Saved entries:
-- start --

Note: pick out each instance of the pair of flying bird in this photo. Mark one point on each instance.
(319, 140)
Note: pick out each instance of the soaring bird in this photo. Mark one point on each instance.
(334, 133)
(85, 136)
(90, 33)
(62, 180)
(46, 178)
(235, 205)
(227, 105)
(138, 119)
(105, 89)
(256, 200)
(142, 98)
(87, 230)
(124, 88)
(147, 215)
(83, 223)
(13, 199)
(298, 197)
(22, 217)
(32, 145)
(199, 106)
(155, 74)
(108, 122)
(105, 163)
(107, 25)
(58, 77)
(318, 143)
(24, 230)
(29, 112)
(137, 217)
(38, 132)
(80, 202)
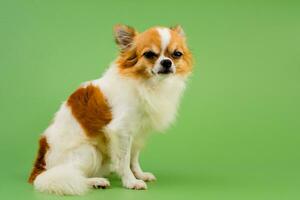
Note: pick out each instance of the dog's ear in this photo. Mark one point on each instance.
(178, 29)
(124, 36)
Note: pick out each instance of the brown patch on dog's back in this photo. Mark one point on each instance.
(90, 109)
(40, 163)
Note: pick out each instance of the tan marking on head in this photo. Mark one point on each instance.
(132, 63)
(178, 42)
(40, 163)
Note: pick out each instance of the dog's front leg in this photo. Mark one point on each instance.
(123, 169)
(136, 168)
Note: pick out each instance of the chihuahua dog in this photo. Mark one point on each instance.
(102, 127)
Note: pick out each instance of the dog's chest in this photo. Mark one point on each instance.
(157, 107)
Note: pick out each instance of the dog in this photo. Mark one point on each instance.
(102, 126)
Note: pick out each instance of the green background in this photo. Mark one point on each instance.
(237, 133)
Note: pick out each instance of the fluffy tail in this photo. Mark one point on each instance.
(62, 180)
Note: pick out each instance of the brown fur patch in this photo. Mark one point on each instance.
(39, 164)
(90, 109)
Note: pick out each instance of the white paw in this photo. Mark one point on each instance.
(145, 176)
(135, 184)
(98, 183)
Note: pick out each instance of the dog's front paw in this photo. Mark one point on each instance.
(98, 183)
(135, 184)
(145, 176)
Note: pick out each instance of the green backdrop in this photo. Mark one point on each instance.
(237, 133)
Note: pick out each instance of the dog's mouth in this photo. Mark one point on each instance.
(163, 71)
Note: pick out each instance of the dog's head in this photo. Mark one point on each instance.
(159, 51)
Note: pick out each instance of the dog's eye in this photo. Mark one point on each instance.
(176, 54)
(150, 54)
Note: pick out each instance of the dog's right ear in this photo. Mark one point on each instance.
(124, 36)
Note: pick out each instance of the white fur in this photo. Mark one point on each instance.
(165, 38)
(73, 162)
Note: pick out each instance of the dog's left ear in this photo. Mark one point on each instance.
(124, 36)
(178, 29)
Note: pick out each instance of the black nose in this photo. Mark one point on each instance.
(166, 63)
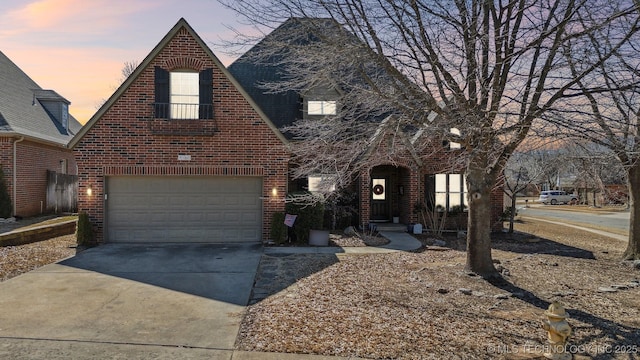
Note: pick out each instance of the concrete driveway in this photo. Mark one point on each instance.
(130, 301)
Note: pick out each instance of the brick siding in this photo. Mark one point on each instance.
(125, 140)
(33, 161)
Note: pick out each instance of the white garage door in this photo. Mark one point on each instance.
(183, 209)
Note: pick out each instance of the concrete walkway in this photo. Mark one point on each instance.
(398, 241)
(161, 301)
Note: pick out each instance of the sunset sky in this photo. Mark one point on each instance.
(78, 47)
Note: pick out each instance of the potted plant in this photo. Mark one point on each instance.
(309, 209)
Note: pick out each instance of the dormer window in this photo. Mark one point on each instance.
(55, 105)
(65, 116)
(183, 94)
(321, 107)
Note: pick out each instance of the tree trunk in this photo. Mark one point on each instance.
(479, 259)
(512, 213)
(633, 248)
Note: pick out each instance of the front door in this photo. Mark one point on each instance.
(380, 200)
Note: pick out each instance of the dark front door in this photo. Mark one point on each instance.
(380, 200)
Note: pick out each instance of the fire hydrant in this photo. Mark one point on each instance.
(558, 330)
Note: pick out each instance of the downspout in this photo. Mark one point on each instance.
(15, 171)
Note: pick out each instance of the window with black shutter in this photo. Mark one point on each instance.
(161, 106)
(183, 94)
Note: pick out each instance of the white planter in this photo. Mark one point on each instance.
(318, 237)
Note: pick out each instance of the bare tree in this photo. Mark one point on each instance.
(607, 112)
(522, 170)
(489, 69)
(127, 69)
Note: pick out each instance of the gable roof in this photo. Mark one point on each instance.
(21, 110)
(182, 23)
(267, 63)
(252, 71)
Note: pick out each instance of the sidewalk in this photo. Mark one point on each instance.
(595, 231)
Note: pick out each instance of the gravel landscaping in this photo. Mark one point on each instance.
(423, 306)
(15, 260)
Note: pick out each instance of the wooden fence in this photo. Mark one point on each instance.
(62, 192)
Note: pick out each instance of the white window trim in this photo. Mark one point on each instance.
(184, 103)
(322, 183)
(321, 107)
(445, 196)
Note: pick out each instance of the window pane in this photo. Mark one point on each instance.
(441, 201)
(454, 183)
(329, 107)
(322, 183)
(379, 189)
(184, 95)
(441, 183)
(455, 145)
(316, 107)
(455, 199)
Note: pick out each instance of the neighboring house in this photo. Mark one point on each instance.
(181, 153)
(35, 127)
(390, 188)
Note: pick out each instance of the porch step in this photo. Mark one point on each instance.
(389, 227)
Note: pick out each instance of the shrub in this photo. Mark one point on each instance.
(5, 199)
(278, 228)
(310, 212)
(84, 232)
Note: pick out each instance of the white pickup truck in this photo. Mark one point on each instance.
(554, 197)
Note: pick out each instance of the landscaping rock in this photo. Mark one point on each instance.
(465, 291)
(604, 289)
(620, 287)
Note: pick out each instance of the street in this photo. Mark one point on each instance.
(618, 220)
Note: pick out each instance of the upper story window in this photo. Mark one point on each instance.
(321, 107)
(455, 145)
(322, 183)
(183, 94)
(446, 192)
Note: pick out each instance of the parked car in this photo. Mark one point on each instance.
(554, 197)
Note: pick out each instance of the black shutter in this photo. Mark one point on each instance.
(430, 192)
(206, 94)
(161, 106)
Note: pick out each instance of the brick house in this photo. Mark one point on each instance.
(180, 152)
(188, 150)
(390, 189)
(35, 127)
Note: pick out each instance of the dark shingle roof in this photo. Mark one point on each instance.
(21, 111)
(252, 72)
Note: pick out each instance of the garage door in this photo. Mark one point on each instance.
(183, 209)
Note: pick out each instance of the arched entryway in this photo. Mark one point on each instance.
(389, 194)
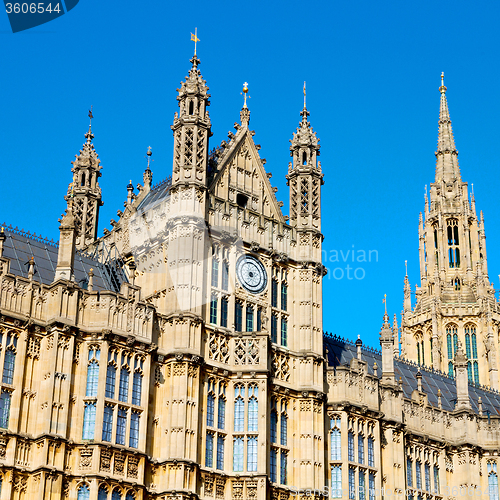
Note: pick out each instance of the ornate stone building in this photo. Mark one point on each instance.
(182, 355)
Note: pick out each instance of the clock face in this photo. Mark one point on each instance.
(251, 274)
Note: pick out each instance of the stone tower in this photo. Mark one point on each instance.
(86, 193)
(455, 302)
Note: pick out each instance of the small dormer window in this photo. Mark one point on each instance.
(241, 200)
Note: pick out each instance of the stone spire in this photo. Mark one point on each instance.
(191, 128)
(387, 345)
(85, 192)
(447, 168)
(305, 177)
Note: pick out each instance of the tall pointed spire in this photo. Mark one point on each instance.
(447, 168)
(84, 192)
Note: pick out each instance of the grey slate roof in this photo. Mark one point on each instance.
(341, 351)
(19, 247)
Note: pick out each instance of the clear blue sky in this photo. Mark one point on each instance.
(372, 71)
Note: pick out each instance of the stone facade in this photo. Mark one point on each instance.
(182, 355)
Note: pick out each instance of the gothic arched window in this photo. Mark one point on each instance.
(83, 492)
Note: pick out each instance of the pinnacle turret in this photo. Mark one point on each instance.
(447, 168)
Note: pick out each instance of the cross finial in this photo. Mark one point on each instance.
(245, 92)
(442, 89)
(195, 39)
(90, 116)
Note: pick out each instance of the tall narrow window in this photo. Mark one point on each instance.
(352, 484)
(409, 472)
(121, 426)
(215, 272)
(5, 399)
(283, 468)
(137, 389)
(249, 318)
(361, 449)
(220, 452)
(436, 480)
(89, 421)
(274, 293)
(274, 328)
(221, 413)
(83, 492)
(371, 486)
(252, 454)
(336, 471)
(209, 450)
(223, 312)
(418, 474)
(350, 446)
(253, 409)
(92, 373)
(273, 465)
(274, 426)
(213, 309)
(476, 372)
(110, 381)
(362, 492)
(225, 276)
(238, 454)
(284, 296)
(239, 408)
(371, 454)
(336, 449)
(467, 345)
(210, 410)
(8, 366)
(134, 430)
(238, 317)
(284, 429)
(284, 332)
(107, 423)
(123, 391)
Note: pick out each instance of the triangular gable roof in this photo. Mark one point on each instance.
(242, 152)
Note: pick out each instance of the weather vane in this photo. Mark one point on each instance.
(195, 39)
(245, 92)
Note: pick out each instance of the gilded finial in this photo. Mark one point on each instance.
(245, 92)
(195, 39)
(442, 89)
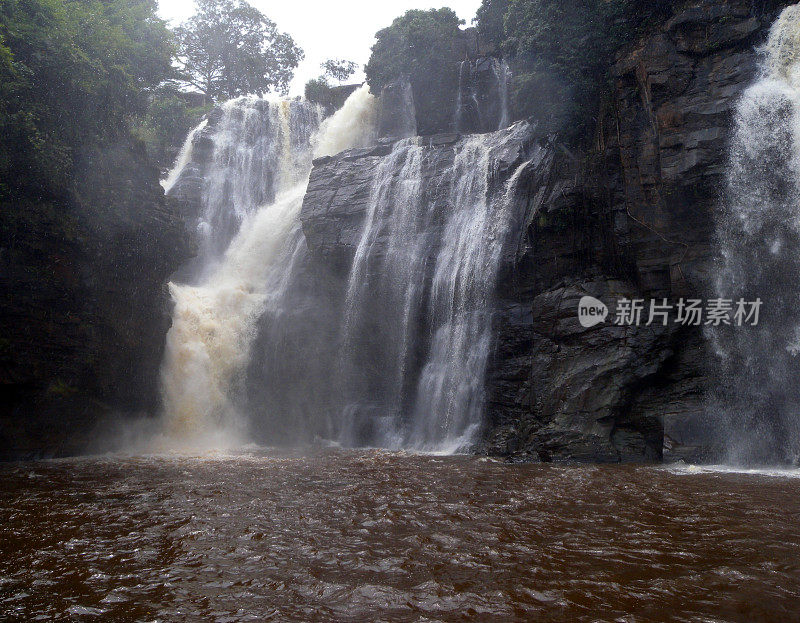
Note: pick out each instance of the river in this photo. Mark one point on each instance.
(334, 535)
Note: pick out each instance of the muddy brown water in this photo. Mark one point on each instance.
(379, 536)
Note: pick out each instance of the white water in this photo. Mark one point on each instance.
(353, 126)
(758, 400)
(184, 156)
(262, 158)
(432, 284)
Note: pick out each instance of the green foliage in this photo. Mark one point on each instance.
(420, 45)
(166, 123)
(562, 50)
(73, 72)
(338, 70)
(229, 48)
(319, 92)
(426, 48)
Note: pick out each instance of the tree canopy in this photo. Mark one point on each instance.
(562, 49)
(228, 48)
(71, 75)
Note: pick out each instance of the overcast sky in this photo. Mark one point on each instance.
(329, 28)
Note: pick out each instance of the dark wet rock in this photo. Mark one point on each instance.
(85, 303)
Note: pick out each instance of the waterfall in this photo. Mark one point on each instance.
(184, 156)
(353, 126)
(252, 192)
(417, 323)
(482, 100)
(758, 399)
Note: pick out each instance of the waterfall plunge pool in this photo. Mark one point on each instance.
(338, 535)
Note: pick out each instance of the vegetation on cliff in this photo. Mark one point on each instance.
(327, 89)
(562, 51)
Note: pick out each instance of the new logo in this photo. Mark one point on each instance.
(591, 312)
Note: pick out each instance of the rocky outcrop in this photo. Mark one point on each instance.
(85, 305)
(631, 216)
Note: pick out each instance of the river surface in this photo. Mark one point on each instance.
(378, 536)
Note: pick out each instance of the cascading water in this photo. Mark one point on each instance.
(417, 327)
(758, 399)
(184, 156)
(252, 193)
(482, 101)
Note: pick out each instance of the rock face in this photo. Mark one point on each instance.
(631, 216)
(85, 305)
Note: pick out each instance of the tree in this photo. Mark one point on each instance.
(424, 47)
(339, 70)
(561, 51)
(228, 48)
(72, 75)
(418, 44)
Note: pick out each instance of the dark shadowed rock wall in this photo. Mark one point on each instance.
(630, 216)
(85, 307)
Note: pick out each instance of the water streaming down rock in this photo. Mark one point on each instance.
(397, 116)
(758, 400)
(396, 355)
(482, 102)
(252, 190)
(417, 316)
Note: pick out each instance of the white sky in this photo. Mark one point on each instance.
(329, 28)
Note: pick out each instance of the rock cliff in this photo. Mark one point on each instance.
(632, 215)
(85, 305)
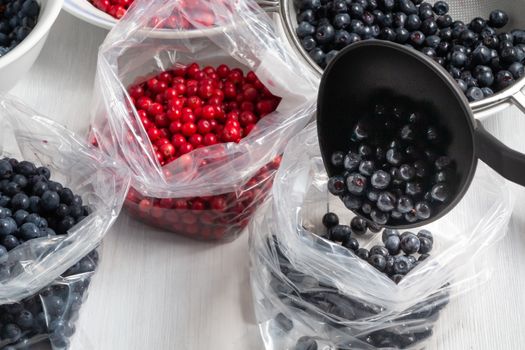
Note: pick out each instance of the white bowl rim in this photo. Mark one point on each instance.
(44, 24)
(101, 19)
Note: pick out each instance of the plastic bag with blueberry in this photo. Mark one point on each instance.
(200, 113)
(323, 278)
(58, 198)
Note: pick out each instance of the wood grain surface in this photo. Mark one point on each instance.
(155, 290)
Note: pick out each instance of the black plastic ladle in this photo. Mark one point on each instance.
(365, 68)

-- end --

*Your objective*: Your task is to retype the lines running from the one that contains "Note: pick out each instance of the new" through the end of the records, and nothing else. Pictures are not part of the copy.

*Exercise solution*:
Note: pick out each instance of the new logo in this photo. Mark one point on each instance.
(591, 312)
Note: pick out each instance of the rocky outcrop in this photo. Mark one point on each instance.
(85, 305)
(631, 216)
Note: pick out each instance of the river surface in this photo. Mark one point on each instance.
(378, 536)
Note: pick out each instance of the cascading water in this photo. Mark one point on each instance.
(417, 327)
(758, 399)
(184, 156)
(252, 193)
(482, 101)
Note: pick out each instance of the rock face in this photo. Mark one point on each instance.
(631, 216)
(85, 305)
Note: pick out each instance of the tree in this photo. Mark one point on each instance.
(424, 47)
(339, 70)
(561, 51)
(228, 48)
(72, 75)
(418, 44)
Note: pick out each instance of the dark shadowed rock wall in this photo. Mark one point on each instance.
(630, 216)
(85, 307)
Note: pick out each instance of the water streaming down rock in this photo. Mark one point on each instance.
(397, 116)
(758, 400)
(396, 355)
(482, 102)
(252, 190)
(417, 316)
Note: pick out each instance of the white sky in this photo. Mark one point on each instance.
(329, 28)
Note: pick out each instance of the rock cliff in this photo. Mark one point on each instance.
(632, 215)
(85, 305)
Note: pick out each instance of the white bowl rim in this photo. Mark one point on each instance.
(44, 24)
(101, 19)
Note: pick out each instance of the plastic bag with blueberry in this photo. Mark one point on each instance.
(200, 113)
(323, 278)
(58, 198)
Note: pick out each instance of the wood grain surface in this photo. Mark one point on each instance.
(155, 290)
Note: pick out each instance of the black plastic ladle in this photo. Mark one point on each instance.
(365, 68)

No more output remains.